→ **DATA TO EXAMINE**
—————

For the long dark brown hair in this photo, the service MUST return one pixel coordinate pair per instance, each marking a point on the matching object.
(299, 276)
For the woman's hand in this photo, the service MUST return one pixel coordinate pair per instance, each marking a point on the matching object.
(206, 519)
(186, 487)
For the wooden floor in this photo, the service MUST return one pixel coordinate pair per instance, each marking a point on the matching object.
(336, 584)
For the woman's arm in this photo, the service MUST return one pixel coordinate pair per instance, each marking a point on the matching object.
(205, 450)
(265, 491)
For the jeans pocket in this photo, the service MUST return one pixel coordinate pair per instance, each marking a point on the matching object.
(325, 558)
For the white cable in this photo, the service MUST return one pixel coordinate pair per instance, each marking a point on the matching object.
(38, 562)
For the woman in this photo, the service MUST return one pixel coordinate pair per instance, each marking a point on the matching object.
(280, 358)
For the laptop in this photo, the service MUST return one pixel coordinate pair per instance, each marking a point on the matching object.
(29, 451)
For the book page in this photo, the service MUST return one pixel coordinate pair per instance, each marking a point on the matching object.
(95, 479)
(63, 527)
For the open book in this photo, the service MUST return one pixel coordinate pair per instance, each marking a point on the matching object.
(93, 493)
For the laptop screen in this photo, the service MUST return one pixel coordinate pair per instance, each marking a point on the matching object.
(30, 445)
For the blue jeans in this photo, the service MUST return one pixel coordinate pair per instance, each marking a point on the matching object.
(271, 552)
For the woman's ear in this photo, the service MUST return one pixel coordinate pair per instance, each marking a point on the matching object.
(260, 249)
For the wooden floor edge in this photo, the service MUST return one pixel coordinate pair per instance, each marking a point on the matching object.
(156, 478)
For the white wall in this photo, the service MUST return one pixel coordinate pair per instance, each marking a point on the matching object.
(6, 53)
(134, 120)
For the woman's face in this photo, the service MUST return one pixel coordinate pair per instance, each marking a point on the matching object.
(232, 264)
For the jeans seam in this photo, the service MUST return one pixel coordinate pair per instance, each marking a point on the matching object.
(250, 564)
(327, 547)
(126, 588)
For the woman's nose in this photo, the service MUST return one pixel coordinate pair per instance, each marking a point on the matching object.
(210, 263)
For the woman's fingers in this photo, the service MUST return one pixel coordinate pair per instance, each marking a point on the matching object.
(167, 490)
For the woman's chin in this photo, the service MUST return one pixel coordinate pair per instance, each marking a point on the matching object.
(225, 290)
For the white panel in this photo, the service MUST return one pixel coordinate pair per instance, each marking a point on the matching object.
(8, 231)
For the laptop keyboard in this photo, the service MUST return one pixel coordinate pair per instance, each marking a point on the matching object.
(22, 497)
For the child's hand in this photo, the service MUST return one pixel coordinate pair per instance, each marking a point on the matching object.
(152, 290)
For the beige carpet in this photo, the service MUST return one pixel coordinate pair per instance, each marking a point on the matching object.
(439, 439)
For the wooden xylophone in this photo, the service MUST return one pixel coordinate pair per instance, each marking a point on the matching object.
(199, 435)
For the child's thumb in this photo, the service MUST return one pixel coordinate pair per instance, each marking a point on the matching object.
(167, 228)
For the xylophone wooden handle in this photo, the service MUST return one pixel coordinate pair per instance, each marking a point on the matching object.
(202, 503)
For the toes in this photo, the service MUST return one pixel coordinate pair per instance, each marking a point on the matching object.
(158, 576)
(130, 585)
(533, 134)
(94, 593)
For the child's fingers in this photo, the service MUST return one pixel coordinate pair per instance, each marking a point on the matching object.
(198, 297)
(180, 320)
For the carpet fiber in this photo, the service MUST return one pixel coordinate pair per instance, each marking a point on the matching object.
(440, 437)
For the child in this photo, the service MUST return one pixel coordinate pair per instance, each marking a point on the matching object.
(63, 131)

—————

→ **WHAT YOU SHOULD DO**
All of the material above should be printed exactly as it appears.

→ **RESULT OF THE EXERCISE**
For the long dark brown hair in this photo, the service MUST return one pixel coordinate pair per instance, each marking a point on the matching object.
(299, 276)
For the woman's hand in this photo, the service MUST return one pixel coordinate pair per instance, each marking a point on the matching object.
(206, 519)
(186, 487)
For the wooden floor in this photo, the service MUST return one pixel coordinate pair per instance, each marking a point on the matching object.
(336, 584)
For the woman's arm in this photo, the service MUST return one pixel coordinate pair per instance, each marking a point on the matching object.
(205, 450)
(265, 491)
For the jeans pocket in this photo, the service MUST return one pixel coordinate pair per instance, each marking a point on the matching object.
(325, 558)
For the white cable in this photo, the service MUST return one pixel coordinate pair per instance, each marking a point on the matching object.
(38, 562)
For the woman in this photo, the service MUST return one pixel coordinate pair per instance, each marking a point on the matching object.
(280, 358)
For the laptop in this photo, the service MUST return one pixel coordinate pair per instance, each marking a point on the matching object.
(29, 451)
For the book page in this photo, the service MUST return one pixel coordinate pair per instance, each marking a point on the matching object.
(95, 479)
(63, 527)
For the open book in this photo, the service MUST return one pixel coordinate pair per instance, each marking a point on the matching object.
(93, 493)
For the laptop screen in this photo, the service MUST return one pixel coordinate pair per instance, each marking a point on the matching object.
(30, 445)
For the blue jeans in this photo, the service MUST return one pixel coordinate pair per instance, each marking a point on the matching object.
(271, 552)
For the woman's ear in this photo, the service MUST return one pixel coordinate pair per instance, each marking a point on the matching object.
(260, 249)
For the wooden floor edge in this photo, the service MUST return one pixel coordinate pair per instance, each marking a point on the matching object.
(156, 478)
For the white wall in this photo, the service MUST return one pixel coordinate pair per instance, each marking a point on the matching object.
(6, 53)
(134, 120)
For the woman's face in this photo, the service MUST return one pixel coordinate pair per instance, each marking a point on the matching object.
(232, 264)
For the jeans seam in this photo, the service MUST return one pixel coordinate pair per instance, each marking a point on the matching object.
(250, 564)
(327, 547)
(126, 588)
For the woman's nose in this photo, the service MUST return one pixel coordinate pair per instance, each marking a point on the matching object.
(210, 263)
For the woman's fingers in this photo, the service MUST return one pixel coordinate pair per instance, each marking a point on the matching object.
(167, 490)
For the woman's chin in this photo, the service MUST return one pixel coordinate pair per instance, each marking a point on the matching object.
(225, 290)
For the white panel in this photo, the service MUST return one pixel coordinate pair per instance, each marking a point on the matching object.
(8, 231)
For the laptop keyboard in this photo, the service MUST return one pixel coordinate pair per instance, each marking a point on the matching object.
(22, 497)
For the child's hand in this photo, the service MUST return one pixel coordinate pair per instance, each marking a point on the matching object.
(152, 290)
For the beige carpet in this photo, the service MUST return one pixel coordinate pair per instance, each marking a point on the matching object.
(439, 439)
For the wooden xylophone in this photo, the service MUST return one pixel coordinate pair per instance, each marking a point on the matching object.
(199, 435)
For the child's thumb in this photo, the service MUST return one pixel coordinate pair per instance, each marking a point on the matching object.
(167, 228)
For the xylophone wooden handle in this photo, the service MUST return one pixel coordinate pair per instance, each marking a point on the matching object.
(202, 503)
For the toes in this photo, the service MUST return one pixel coordinate pair per instance, each marking a point on the matching object.
(158, 576)
(130, 585)
(533, 134)
(94, 593)
For the child's fingers in this photo, the service MUST return one pixel coordinate pair per instance, each marking a point on the matching object.
(198, 297)
(180, 320)
For the carpet fiber in this photo, the service MUST return one pixel coordinate pair per instance, each marking a point on the matching object.
(440, 437)
For the child in this photo, the service MUST return one pixel coordinate pair per instance, each marking a point on the matching object.
(63, 131)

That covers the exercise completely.